WHAT YOU WILL DO => A faithful transcript of every entry is required; pictures do not belong in it.

──────── SOURCE DATA ────────

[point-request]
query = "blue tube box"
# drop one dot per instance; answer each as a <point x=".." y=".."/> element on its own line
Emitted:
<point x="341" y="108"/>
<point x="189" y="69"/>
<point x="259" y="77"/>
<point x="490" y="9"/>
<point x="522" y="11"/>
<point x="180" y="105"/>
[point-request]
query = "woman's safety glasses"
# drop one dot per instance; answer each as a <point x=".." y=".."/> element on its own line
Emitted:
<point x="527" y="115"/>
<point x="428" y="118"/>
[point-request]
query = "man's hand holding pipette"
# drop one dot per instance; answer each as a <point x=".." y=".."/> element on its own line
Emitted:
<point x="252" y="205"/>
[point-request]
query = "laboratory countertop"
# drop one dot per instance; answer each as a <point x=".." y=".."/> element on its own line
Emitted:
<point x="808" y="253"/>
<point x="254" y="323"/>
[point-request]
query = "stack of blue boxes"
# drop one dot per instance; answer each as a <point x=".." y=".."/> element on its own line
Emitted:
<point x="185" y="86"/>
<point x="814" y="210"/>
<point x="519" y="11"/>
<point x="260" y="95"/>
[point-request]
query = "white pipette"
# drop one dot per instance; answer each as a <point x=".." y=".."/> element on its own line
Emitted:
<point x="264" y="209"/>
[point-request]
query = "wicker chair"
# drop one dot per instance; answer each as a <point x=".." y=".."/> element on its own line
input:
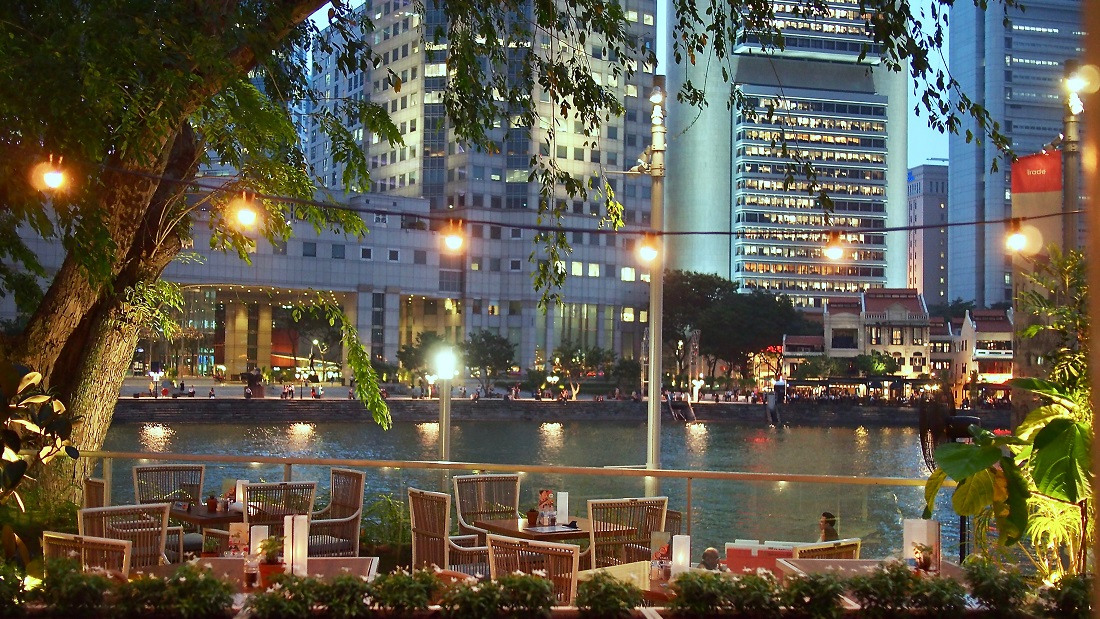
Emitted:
<point x="485" y="497"/>
<point x="333" y="531"/>
<point x="96" y="493"/>
<point x="267" y="504"/>
<point x="94" y="553"/>
<point x="144" y="526"/>
<point x="673" y="521"/>
<point x="622" y="529"/>
<point x="169" y="483"/>
<point x="430" y="515"/>
<point x="557" y="562"/>
<point x="837" y="549"/>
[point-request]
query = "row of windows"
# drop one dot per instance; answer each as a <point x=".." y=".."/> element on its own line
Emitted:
<point x="875" y="335"/>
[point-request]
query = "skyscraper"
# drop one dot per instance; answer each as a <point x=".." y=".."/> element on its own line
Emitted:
<point x="1015" y="70"/>
<point x="726" y="172"/>
<point x="926" y="266"/>
<point x="491" y="195"/>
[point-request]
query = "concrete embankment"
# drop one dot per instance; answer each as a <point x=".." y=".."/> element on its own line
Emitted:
<point x="267" y="410"/>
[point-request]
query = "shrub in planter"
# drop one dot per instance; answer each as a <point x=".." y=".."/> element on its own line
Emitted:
<point x="1000" y="588"/>
<point x="606" y="597"/>
<point x="12" y="592"/>
<point x="701" y="594"/>
<point x="476" y="600"/>
<point x="812" y="596"/>
<point x="191" y="593"/>
<point x="403" y="592"/>
<point x="67" y="592"/>
<point x="348" y="596"/>
<point x="937" y="597"/>
<point x="756" y="595"/>
<point x="883" y="593"/>
<point x="290" y="597"/>
<point x="1068" y="598"/>
<point x="526" y="596"/>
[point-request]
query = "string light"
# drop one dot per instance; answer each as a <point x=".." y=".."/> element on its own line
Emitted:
<point x="648" y="249"/>
<point x="453" y="238"/>
<point x="1016" y="241"/>
<point x="834" y="250"/>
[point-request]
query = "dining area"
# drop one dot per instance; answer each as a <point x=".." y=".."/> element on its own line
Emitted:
<point x="174" y="518"/>
<point x="465" y="540"/>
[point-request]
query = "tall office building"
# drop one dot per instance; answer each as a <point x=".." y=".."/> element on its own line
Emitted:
<point x="726" y="172"/>
<point x="927" y="243"/>
<point x="1015" y="72"/>
<point x="490" y="285"/>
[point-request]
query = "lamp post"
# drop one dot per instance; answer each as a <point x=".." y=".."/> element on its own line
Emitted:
<point x="656" y="275"/>
<point x="444" y="365"/>
<point x="1071" y="153"/>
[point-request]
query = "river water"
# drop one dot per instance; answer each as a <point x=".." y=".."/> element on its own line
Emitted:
<point x="722" y="510"/>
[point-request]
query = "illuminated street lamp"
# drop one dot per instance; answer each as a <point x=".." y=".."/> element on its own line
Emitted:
<point x="444" y="365"/>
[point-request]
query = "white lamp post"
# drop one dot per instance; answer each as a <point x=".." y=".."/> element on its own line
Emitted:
<point x="444" y="367"/>
<point x="656" y="275"/>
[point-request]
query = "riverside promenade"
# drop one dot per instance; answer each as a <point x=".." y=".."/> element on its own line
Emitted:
<point x="229" y="406"/>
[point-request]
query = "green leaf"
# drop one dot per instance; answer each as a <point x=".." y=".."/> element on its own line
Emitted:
<point x="1012" y="520"/>
<point x="931" y="489"/>
<point x="974" y="494"/>
<point x="1053" y="390"/>
<point x="961" y="460"/>
<point x="1060" y="460"/>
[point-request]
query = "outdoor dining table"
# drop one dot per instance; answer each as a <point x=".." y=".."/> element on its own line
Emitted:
<point x="849" y="567"/>
<point x="201" y="518"/>
<point x="519" y="528"/>
<point x="655" y="590"/>
<point x="232" y="567"/>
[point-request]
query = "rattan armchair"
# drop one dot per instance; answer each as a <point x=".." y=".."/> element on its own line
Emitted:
<point x="267" y="504"/>
<point x="486" y="497"/>
<point x="622" y="529"/>
<point x="836" y="549"/>
<point x="171" y="483"/>
<point x="168" y="483"/>
<point x="432" y="544"/>
<point x="333" y="531"/>
<point x="96" y="493"/>
<point x="92" y="553"/>
<point x="556" y="562"/>
<point x="144" y="526"/>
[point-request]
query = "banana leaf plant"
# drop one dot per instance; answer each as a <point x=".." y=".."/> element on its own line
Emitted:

────────

THE ANSWER =>
[point-request]
query = "blue tube box"
# drop one dot per instance; answer each as a <point x=".." y=".."/> element on its own line
Emitted:
<point x="341" y="108"/>
<point x="189" y="69"/>
<point x="259" y="77"/>
<point x="490" y="9"/>
<point x="522" y="11"/>
<point x="180" y="105"/>
[point-request]
query = "woman's safety glasses"
# drop one dot per instance; answer each as a <point x=".." y=".."/> element on its own line
Emitted:
<point x="527" y="115"/>
<point x="428" y="118"/>
[point-request]
query = "man's hand holding pipette"
# drop one dot per instance; answer each as a <point x=".." y=".."/> element on its own line
Emitted:
<point x="252" y="205"/>
[point-request]
query = "laboratory countertop"
# drop one dot per instance; answer each as a <point x=".." y=".."/> element on its own line
Emitted:
<point x="808" y="253"/>
<point x="254" y="323"/>
[point-request]
query = "stack of blue boxes"
# drop one dot per instance; answer each as a <point x=".." y=".."/> element on its own line
Emitted:
<point x="185" y="86"/>
<point x="814" y="210"/>
<point x="519" y="11"/>
<point x="260" y="95"/>
[point-request]
query = "white pipette"
# drop one dot per instance; answer each as a <point x=".." y=".."/> element on its own line
Emitted:
<point x="264" y="209"/>
[point-request]
query = "wicker chair"
# drop one dot per instance; answer each as a <point x=".." y=".."/> element on its own line
input:
Emitted:
<point x="485" y="497"/>
<point x="333" y="531"/>
<point x="96" y="493"/>
<point x="267" y="504"/>
<point x="94" y="553"/>
<point x="144" y="526"/>
<point x="673" y="521"/>
<point x="622" y="529"/>
<point x="169" y="483"/>
<point x="430" y="515"/>
<point x="557" y="562"/>
<point x="837" y="549"/>
[point-request]
query = "row of windows"
# drop one dot per instance; answer each as a <point x=".." y=".."/> element on its own line
Emitted:
<point x="875" y="335"/>
[point-request]
query = "skyscraper"
# drop one dot per instance; answer each as a <point x=".." y=".."/> element on its own line
Emitted:
<point x="1015" y="70"/>
<point x="726" y="172"/>
<point x="926" y="266"/>
<point x="491" y="195"/>
[point-request]
query = "concrete embankment"
# drop one dot per instance; answer each as a <point x=".." y=".."/> element on its own line
Emitted:
<point x="267" y="410"/>
[point-request]
query = "shrub in planter"
# drop one dot per instance; answer each as a <point x=".." y=".."/> element on its own line
Emitted:
<point x="1000" y="588"/>
<point x="606" y="597"/>
<point x="12" y="592"/>
<point x="701" y="594"/>
<point x="476" y="600"/>
<point x="812" y="596"/>
<point x="191" y="593"/>
<point x="403" y="592"/>
<point x="67" y="592"/>
<point x="348" y="596"/>
<point x="937" y="597"/>
<point x="756" y="595"/>
<point x="883" y="593"/>
<point x="290" y="597"/>
<point x="1068" y="598"/>
<point x="526" y="596"/>
[point-request]
query = "string light"
# drop one dot per instance; answer each as a <point x=".." y=".."/> element on its own line
Emitted:
<point x="648" y="249"/>
<point x="453" y="238"/>
<point x="1016" y="241"/>
<point x="834" y="250"/>
[point-request]
query = "dining area"
# drop one dot per instance; answer each as a <point x=".." y=".."/> element on its own line
Emitted:
<point x="174" y="518"/>
<point x="465" y="540"/>
[point-request]
query = "tall office building"
# drop one dot per instance; answer each as a <point x=".." y=".."/> element on its own line
Emitted:
<point x="726" y="172"/>
<point x="927" y="243"/>
<point x="1015" y="72"/>
<point x="490" y="285"/>
[point-request]
query = "lamp post"
# drop one dot per instance; answer each as a <point x=".." y=".."/> element on its own line
Emitted:
<point x="656" y="275"/>
<point x="444" y="365"/>
<point x="1071" y="153"/>
[point-request]
query = "river water"
# drop one dot per instance; answer each as a <point x=".." y=".."/> element on its own line
Emitted:
<point x="722" y="510"/>
[point-request]
query = "illuminated street lamp"
# drop one dot per instance; answer each as a <point x=".." y=".."/> element on its own line
Emitted:
<point x="444" y="365"/>
[point-request]
query = "white lamp post"
# drop one dot per instance; answer each as a <point x=".." y=".."/> element on its own line
Emitted:
<point x="444" y="367"/>
<point x="656" y="275"/>
[point-request]
query = "riverside promenade"
# drop one dot per instance; answer each as a <point x=".." y=".."/> element on its own line
Emitted:
<point x="229" y="406"/>
[point-request]
query = "green leaf"
# drop one dot per instance; answer each as a <point x=".." y=".."/> element on its own line
Emitted:
<point x="1012" y="520"/>
<point x="931" y="489"/>
<point x="974" y="494"/>
<point x="1053" y="390"/>
<point x="961" y="460"/>
<point x="1060" y="460"/>
[point-request]
query = "outdoor dining table"
# drop one dot per instance; answer each as a <point x=".." y=".."/> element on its own line
Emitted:
<point x="849" y="567"/>
<point x="201" y="518"/>
<point x="519" y="528"/>
<point x="655" y="590"/>
<point x="232" y="567"/>
[point-request]
query = "rattan armchair"
# drop one dot per instance; answer each as a <point x=".." y=".."/> element on its own line
Emitted:
<point x="267" y="504"/>
<point x="486" y="497"/>
<point x="622" y="529"/>
<point x="836" y="549"/>
<point x="171" y="483"/>
<point x="168" y="483"/>
<point x="432" y="544"/>
<point x="333" y="531"/>
<point x="96" y="493"/>
<point x="92" y="553"/>
<point x="556" y="562"/>
<point x="144" y="526"/>
[point-request]
query = "banana leaf plant"
# drop one dot per instance; answer each as a <point x=".." y=".."/> element on its own line
Emitted:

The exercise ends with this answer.